- Given instruction
Write each line exactly as it stands, from the line containing "Definition of the keypoint: for every instance of the light" through the end of the data.

==== Entries supplied ====

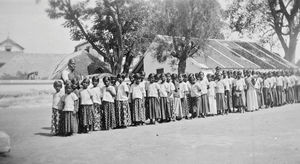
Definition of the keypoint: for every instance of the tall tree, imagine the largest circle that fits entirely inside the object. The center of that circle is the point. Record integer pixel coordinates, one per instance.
(269, 18)
(112, 27)
(189, 23)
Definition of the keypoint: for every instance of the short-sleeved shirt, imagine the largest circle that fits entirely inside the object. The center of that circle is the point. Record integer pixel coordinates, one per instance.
(279, 81)
(57, 100)
(220, 87)
(195, 90)
(203, 85)
(96, 95)
(212, 88)
(137, 91)
(69, 102)
(182, 89)
(153, 89)
(122, 91)
(106, 94)
(164, 89)
(86, 97)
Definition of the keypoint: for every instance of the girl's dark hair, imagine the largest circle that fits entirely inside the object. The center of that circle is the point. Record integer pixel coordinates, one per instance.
(85, 80)
(95, 78)
(121, 75)
(57, 83)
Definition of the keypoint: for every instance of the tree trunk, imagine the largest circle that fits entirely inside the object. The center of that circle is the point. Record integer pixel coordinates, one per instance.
(182, 65)
(290, 54)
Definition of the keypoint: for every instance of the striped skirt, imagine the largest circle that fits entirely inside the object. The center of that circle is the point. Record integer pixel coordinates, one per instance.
(165, 108)
(153, 108)
(123, 116)
(108, 115)
(220, 98)
(70, 123)
(138, 110)
(86, 116)
(97, 116)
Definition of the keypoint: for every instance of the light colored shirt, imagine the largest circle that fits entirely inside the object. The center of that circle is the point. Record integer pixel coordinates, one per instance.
(107, 95)
(137, 91)
(195, 90)
(57, 100)
(203, 85)
(122, 91)
(220, 87)
(69, 102)
(86, 97)
(153, 89)
(164, 89)
(96, 95)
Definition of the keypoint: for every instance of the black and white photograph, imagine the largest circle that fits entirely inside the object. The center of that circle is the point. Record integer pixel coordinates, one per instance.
(149, 81)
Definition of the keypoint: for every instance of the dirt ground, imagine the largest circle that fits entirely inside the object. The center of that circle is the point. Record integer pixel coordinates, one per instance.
(266, 136)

====

- Full solution
Definition of the keypoint: for every instance of the light colored shirt, imagine the largest circle that fits entirely inside the object. The center of that circle is the point. Record integer pixel coordinates, one per instance.
(107, 95)
(137, 91)
(195, 90)
(57, 100)
(203, 85)
(122, 91)
(220, 87)
(69, 102)
(86, 97)
(153, 89)
(164, 89)
(96, 95)
Definition of the keypoint: for every instance of the black and white photograph, imagine the largest circle that fits entirely inside the object. The center of that circle is the point. Record integer pixel coordinates, one per instance.
(149, 81)
Definition of the keypoint: for every instance of the dirt ground, imagine the largest circle that fits entirely inside the object. The center of that circle is the point. Record integer pixel coordinates, one per instance.
(266, 136)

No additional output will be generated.